◆ PAGE EXCERPT

Fighting terrorism with metaphors

page 2 (Page 1 is here.)

 

Lakoff’s assertion that “thought is emotional” can be traced to the contemporary Left’s constant suggestions that the Islamist enemies of the United States are somehow misunderstood victims themselves. On September 12, 2001, Ward Churchill infamously described the victims of 9/11 as “Little Eichmanns.” Most commentators on the Left, of course, don’t take their arguments quite that far. They try to describe the scourge of Islamist terrorism as a big misunderstanding, as former President Clinton did a few weeks after 9/11: 

 

“Those of us who come from various European lineages are not blameless. Indeed, in the first Crusade, when the Christian soldiers took Jerusalem, they first burned a synagogue with 300 Jews in it, and proceeded to kill every woman and child who was Muslim on the Temple mound…. I can tell you that that story is still being told today in the Middle East and we are still paying for it. ..So terror has a long history.”

–President Bill Clinton, November 7, 2001

Even after an event like 9/11 the Left feels compelled to make excuses for the other side. To state unequivocally that al-Qaeda terrorists and their supporters are evil would, as its corollary, imply that the United States and Western Civilization must somehow be good. And this would be an anathema to the campus protestor of 1968. For in the eyes of the diehard Left, the only sources of evil in this world are the United States and Western Civilization.

◆ MATERIAL
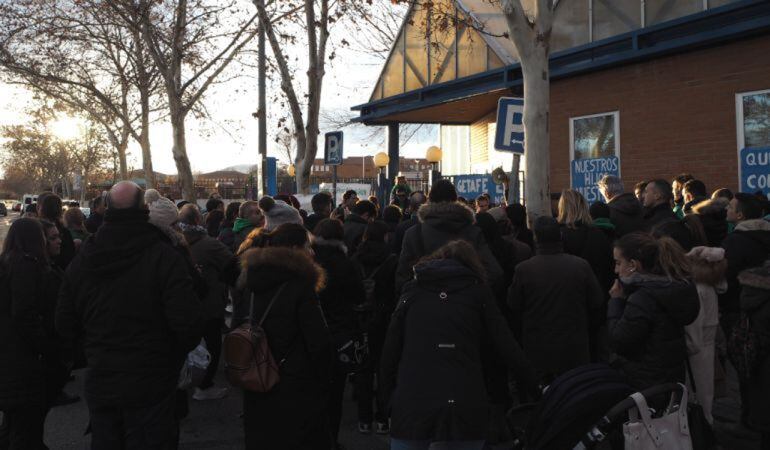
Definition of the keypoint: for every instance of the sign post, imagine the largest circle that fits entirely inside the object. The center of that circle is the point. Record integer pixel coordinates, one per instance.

◆ SET TASK 1
Retype the portion of the terrorism-and-metaphors excerpt that opens with the words containing "Even after an" and closes with "and Western Civilization.".
◆ SET TASK 2
Pick up the excerpt on fighting terrorism with metaphors after its final sentence and keep writing.
The data has no role in this exercise.

◆ ANSWER 1
Even after an event like 9/11 the Left feels compelled to make excuses for the other side. To state unequivocally that al-Qaeda terrorists and their supporters are evil would, as its corollary, imply that the United States and Western Civilization must somehow be good. And this would be an anathema to the campus protestor of 1968. For in the eyes of the diehard Left, the only sources of evil in this world are the United States and Western Civilization.

◆ ANSWER 2
In the 1960s, the Left embraced Ho Chi Minh and Mao Zedong, despite the fact that both men had murdered millions of their countrymen. The Left has not yet actively embraced Islamist terrorists, but the Left constantly implies that the terrorists are not the threat that the unenlightened public makes them out to be. The proponents of this idea are not persuaded by the fact that 3,000 people were killed on American soil on September 11, 2001.  

The ultimate upshot of these arguments is that the real problem is not radical Islam, but the United States itself. 

Don’t believe me? Well, check this out: 

Speaking at the San Sebastian International Film Festival, Stone condemned what he saw as the politicization of the 9/11 attacks.  

He claimed the "overreaction" to the attacks had wasted resources, encouraged fanatics and made him "ashamed to be an American".  

"It is a shame because it is a waste of energy to see that the entire world five years later is still convulsed in the grip of 9/11."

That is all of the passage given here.